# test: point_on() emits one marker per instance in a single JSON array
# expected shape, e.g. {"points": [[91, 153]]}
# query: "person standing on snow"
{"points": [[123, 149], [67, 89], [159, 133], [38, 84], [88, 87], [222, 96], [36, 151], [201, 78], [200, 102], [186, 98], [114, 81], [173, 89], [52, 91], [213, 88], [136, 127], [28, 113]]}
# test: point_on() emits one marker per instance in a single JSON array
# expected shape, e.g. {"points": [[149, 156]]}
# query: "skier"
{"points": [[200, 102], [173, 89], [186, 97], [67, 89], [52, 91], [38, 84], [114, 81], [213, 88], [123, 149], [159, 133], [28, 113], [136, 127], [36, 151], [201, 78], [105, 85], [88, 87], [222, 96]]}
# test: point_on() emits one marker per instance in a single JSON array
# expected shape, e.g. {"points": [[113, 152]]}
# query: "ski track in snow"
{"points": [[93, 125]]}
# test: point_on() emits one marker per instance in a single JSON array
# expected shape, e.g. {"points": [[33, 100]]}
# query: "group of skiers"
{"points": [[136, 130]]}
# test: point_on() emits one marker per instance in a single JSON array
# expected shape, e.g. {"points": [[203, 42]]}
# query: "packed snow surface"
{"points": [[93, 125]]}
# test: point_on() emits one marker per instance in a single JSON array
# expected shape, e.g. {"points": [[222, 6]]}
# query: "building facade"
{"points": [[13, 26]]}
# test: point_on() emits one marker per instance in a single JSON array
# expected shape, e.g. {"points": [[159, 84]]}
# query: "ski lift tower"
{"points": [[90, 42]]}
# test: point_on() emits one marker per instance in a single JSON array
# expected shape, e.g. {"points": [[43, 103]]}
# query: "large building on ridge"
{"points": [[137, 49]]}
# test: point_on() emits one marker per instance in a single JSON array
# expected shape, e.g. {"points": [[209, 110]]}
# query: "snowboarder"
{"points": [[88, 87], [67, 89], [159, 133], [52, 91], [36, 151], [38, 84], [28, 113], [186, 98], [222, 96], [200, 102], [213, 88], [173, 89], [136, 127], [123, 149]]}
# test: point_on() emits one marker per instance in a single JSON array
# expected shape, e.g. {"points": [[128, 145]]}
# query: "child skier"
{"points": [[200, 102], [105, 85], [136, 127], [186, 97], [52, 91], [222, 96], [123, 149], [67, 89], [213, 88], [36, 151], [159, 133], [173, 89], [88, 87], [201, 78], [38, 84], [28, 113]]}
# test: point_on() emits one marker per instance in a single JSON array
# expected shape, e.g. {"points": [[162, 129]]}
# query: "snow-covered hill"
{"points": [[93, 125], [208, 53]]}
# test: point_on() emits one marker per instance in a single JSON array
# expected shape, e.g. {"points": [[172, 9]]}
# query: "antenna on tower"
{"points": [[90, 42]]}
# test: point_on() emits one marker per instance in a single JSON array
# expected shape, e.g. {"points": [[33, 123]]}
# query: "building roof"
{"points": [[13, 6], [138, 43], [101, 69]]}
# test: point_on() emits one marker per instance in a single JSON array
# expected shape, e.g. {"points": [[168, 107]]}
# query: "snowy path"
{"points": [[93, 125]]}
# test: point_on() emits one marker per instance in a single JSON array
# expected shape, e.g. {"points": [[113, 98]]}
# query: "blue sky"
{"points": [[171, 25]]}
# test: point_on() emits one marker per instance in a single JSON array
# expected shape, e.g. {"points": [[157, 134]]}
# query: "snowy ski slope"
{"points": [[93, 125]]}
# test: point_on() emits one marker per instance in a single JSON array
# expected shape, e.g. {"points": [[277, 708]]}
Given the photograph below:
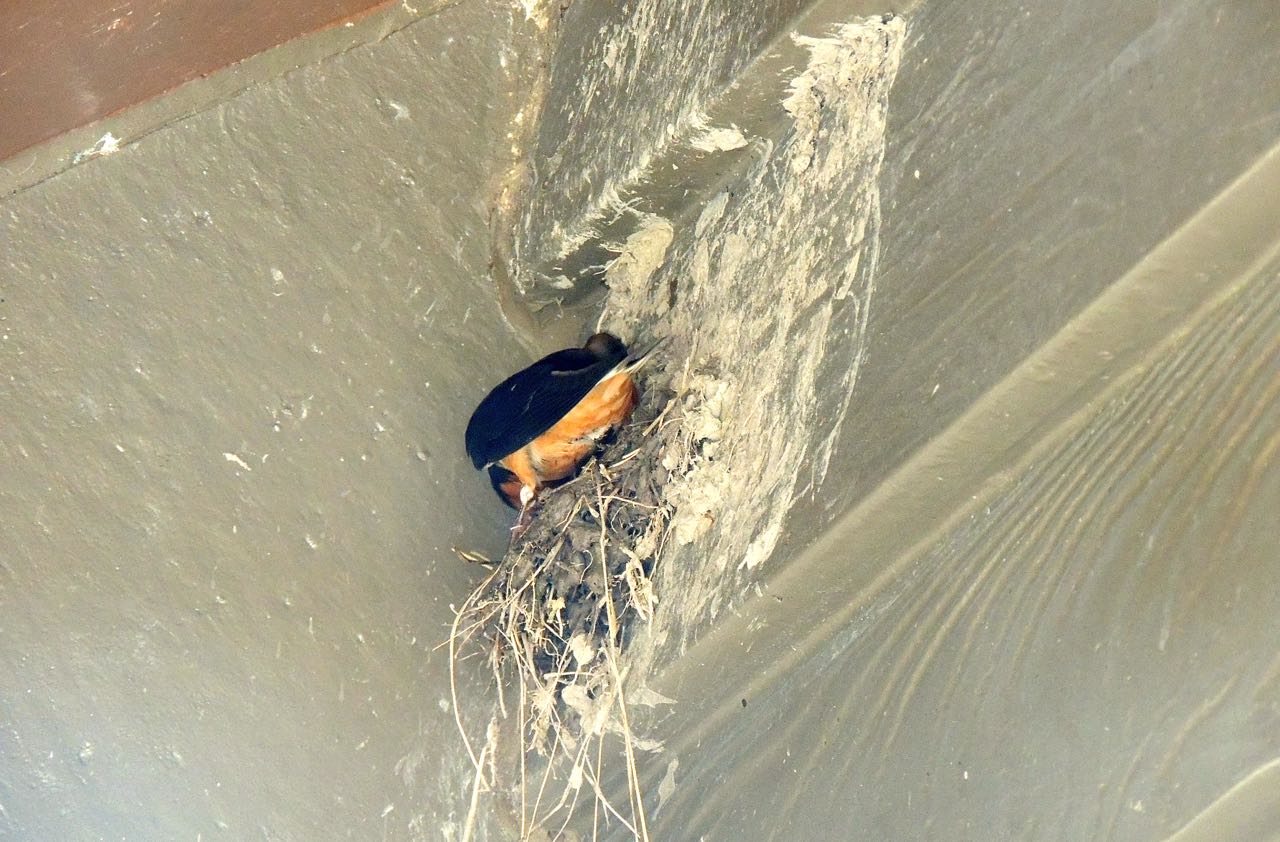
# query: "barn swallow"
{"points": [[539, 425]]}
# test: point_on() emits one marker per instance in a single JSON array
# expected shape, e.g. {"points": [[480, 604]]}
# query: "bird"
{"points": [[539, 425]]}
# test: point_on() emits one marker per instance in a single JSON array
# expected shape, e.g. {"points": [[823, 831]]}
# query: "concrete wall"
{"points": [[1023, 593], [982, 314], [238, 357]]}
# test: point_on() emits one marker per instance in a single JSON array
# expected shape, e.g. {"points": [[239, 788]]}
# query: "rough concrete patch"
{"points": [[766, 300], [629, 275]]}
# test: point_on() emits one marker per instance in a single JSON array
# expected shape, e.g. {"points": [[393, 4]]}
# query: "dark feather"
{"points": [[530, 402]]}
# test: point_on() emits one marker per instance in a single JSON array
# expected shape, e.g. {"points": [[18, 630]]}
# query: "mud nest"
{"points": [[557, 608]]}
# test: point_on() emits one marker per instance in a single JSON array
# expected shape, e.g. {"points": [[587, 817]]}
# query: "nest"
{"points": [[557, 611]]}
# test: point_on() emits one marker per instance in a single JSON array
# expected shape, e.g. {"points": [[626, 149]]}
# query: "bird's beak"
{"points": [[638, 358]]}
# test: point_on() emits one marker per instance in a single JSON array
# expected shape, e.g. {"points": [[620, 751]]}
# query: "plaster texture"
{"points": [[237, 361]]}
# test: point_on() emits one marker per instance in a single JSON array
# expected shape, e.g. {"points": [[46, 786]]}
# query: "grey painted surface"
{"points": [[213, 626], [237, 361], [1056, 621], [1064, 643], [1055, 147]]}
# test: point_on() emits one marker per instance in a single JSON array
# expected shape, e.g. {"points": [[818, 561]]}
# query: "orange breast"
{"points": [[557, 453]]}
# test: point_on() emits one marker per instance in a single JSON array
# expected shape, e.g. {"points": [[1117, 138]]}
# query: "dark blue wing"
{"points": [[530, 402]]}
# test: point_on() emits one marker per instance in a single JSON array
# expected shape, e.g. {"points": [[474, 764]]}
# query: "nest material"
{"points": [[557, 608]]}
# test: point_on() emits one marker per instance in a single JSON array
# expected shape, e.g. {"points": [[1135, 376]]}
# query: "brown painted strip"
{"points": [[67, 63]]}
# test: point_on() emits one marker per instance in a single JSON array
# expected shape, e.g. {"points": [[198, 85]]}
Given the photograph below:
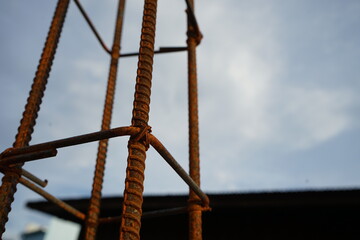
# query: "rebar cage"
{"points": [[12, 159]]}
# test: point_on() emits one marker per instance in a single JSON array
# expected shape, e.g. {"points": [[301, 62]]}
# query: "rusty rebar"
{"points": [[26, 157], [195, 212], [137, 146], [192, 20], [94, 206], [150, 214], [66, 142], [52, 199], [23, 137], [92, 26], [35, 179], [160, 148], [160, 51]]}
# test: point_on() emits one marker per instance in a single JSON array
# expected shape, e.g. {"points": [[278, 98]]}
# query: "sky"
{"points": [[279, 105]]}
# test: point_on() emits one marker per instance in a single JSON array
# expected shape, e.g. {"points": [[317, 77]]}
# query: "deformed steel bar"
{"points": [[28, 121], [92, 217], [159, 147], [160, 51], [91, 25], [66, 142], [195, 212], [27, 157], [150, 214], [52, 199], [192, 17], [164, 212], [35, 179], [137, 146]]}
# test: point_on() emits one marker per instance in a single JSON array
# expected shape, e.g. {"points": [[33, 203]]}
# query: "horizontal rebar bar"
{"points": [[66, 142], [178, 169], [150, 214], [192, 17], [161, 50], [91, 25], [35, 179], [52, 199], [28, 156]]}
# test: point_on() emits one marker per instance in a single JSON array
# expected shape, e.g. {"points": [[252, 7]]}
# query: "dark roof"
{"points": [[314, 214], [111, 206]]}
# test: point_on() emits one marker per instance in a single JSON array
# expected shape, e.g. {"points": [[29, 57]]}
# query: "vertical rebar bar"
{"points": [[23, 137], [195, 221], [137, 146], [94, 207]]}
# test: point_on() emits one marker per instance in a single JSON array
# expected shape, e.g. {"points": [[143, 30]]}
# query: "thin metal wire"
{"points": [[35, 179], [92, 26], [160, 51], [94, 207], [23, 137], [159, 147], [66, 142]]}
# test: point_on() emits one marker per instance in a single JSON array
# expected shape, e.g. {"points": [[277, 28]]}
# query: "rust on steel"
{"points": [[23, 137], [150, 214], [95, 200], [195, 209], [35, 179], [26, 157], [66, 142], [52, 199], [159, 147], [160, 51], [138, 144], [91, 25]]}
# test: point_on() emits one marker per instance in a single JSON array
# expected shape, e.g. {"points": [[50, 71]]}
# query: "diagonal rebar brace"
{"points": [[66, 142], [35, 179], [23, 137], [160, 51], [159, 147], [134, 182], [94, 207], [52, 199], [92, 27]]}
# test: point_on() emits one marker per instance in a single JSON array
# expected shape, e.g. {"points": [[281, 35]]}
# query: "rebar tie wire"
{"points": [[12, 159]]}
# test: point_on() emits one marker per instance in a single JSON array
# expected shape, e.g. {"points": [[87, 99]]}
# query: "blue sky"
{"points": [[278, 95]]}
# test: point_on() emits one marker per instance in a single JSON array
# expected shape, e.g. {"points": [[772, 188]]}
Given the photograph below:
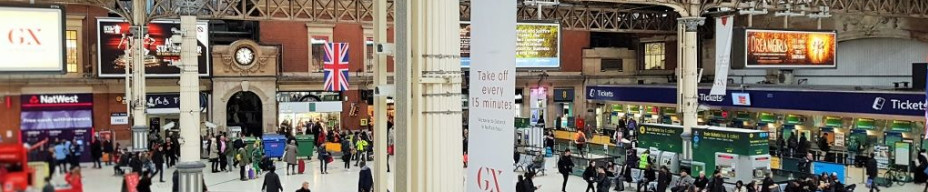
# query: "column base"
{"points": [[190, 176]]}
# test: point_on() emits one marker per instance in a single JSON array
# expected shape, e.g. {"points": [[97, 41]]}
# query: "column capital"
{"points": [[691, 23]]}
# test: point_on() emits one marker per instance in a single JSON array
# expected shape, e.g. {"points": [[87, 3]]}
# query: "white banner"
{"points": [[723, 26], [492, 76], [32, 39]]}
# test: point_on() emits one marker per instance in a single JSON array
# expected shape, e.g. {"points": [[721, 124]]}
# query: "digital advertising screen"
{"points": [[786, 49], [537, 45], [159, 50], [32, 39]]}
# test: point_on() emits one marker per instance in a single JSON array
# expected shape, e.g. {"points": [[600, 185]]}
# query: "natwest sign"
{"points": [[57, 101]]}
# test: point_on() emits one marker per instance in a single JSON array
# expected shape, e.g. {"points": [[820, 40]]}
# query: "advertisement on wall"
{"points": [[785, 49], [160, 51], [32, 39], [491, 120], [537, 45]]}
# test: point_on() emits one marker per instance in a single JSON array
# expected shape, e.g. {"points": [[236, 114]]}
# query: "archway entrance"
{"points": [[244, 110]]}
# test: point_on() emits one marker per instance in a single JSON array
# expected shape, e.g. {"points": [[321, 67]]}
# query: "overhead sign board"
{"points": [[537, 45], [757, 48], [160, 51], [32, 39]]}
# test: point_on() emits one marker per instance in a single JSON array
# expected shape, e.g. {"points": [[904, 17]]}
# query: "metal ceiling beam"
{"points": [[596, 18]]}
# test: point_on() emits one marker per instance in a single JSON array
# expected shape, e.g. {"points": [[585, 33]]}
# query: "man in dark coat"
{"points": [[96, 152], [366, 179], [564, 166], [872, 173], [272, 181]]}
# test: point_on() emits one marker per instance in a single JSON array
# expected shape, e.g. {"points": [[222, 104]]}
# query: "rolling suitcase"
{"points": [[301, 166]]}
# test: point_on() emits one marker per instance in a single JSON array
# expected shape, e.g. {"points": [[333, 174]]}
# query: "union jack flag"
{"points": [[336, 67]]}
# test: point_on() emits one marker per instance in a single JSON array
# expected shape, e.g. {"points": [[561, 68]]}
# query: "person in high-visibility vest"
{"points": [[643, 160]]}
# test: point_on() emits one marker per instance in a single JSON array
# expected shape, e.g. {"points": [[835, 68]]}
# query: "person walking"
{"points": [[589, 175], [272, 181], [564, 166], [290, 157], [61, 157], [144, 184], [157, 158], [872, 173], [244, 159], [347, 152], [323, 159], [365, 179], [304, 188], [108, 150], [96, 152]]}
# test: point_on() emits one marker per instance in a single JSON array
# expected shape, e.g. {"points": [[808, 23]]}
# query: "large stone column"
{"points": [[688, 85], [190, 168], [429, 96]]}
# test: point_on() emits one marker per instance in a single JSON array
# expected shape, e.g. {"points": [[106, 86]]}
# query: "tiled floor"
{"points": [[341, 180]]}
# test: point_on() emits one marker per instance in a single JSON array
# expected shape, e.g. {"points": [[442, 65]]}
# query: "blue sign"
{"points": [[830, 168], [909, 104]]}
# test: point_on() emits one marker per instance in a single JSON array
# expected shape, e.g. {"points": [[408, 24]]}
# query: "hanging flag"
{"points": [[723, 27], [336, 67]]}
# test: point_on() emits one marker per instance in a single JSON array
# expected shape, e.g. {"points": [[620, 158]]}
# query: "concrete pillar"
{"points": [[189, 92], [139, 116], [429, 96], [190, 176], [380, 100], [688, 85]]}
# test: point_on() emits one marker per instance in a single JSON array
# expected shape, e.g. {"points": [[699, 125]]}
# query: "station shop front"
{"points": [[856, 122]]}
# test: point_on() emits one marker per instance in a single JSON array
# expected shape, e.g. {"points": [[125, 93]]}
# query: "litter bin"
{"points": [[305, 145], [274, 145]]}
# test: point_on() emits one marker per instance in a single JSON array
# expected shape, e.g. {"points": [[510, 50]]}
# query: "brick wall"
{"points": [[572, 45], [294, 41]]}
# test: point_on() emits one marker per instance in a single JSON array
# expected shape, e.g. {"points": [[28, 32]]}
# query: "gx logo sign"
{"points": [[488, 179]]}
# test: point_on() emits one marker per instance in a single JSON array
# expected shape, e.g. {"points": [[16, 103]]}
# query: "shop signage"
{"points": [[119, 119], [32, 39], [38, 120], [741, 99], [490, 114], [52, 101], [663, 137], [757, 48], [537, 45], [160, 51], [564, 95], [168, 103], [907, 104]]}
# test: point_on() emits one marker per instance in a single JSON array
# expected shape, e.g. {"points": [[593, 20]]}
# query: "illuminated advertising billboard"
{"points": [[784, 49], [160, 51], [32, 39], [537, 45]]}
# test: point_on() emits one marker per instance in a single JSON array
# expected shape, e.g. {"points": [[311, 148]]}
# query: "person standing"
{"points": [[589, 175], [872, 173], [305, 187], [323, 159], [272, 181], [108, 149], [144, 184], [290, 157], [365, 179], [61, 157], [347, 152], [564, 166], [244, 159], [96, 152], [157, 158]]}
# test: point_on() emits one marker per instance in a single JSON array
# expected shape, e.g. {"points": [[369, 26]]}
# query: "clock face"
{"points": [[244, 56]]}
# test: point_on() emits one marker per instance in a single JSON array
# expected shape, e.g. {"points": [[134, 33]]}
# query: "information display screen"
{"points": [[537, 45]]}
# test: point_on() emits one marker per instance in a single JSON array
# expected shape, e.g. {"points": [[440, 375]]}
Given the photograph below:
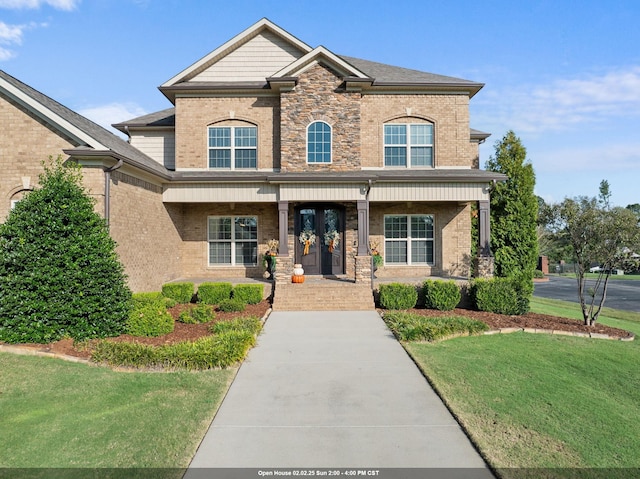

- _What to produce_
How many lines of the listing above contain the string "person"? Letter case counts. Reply with the number alone.

- _Answer below_
4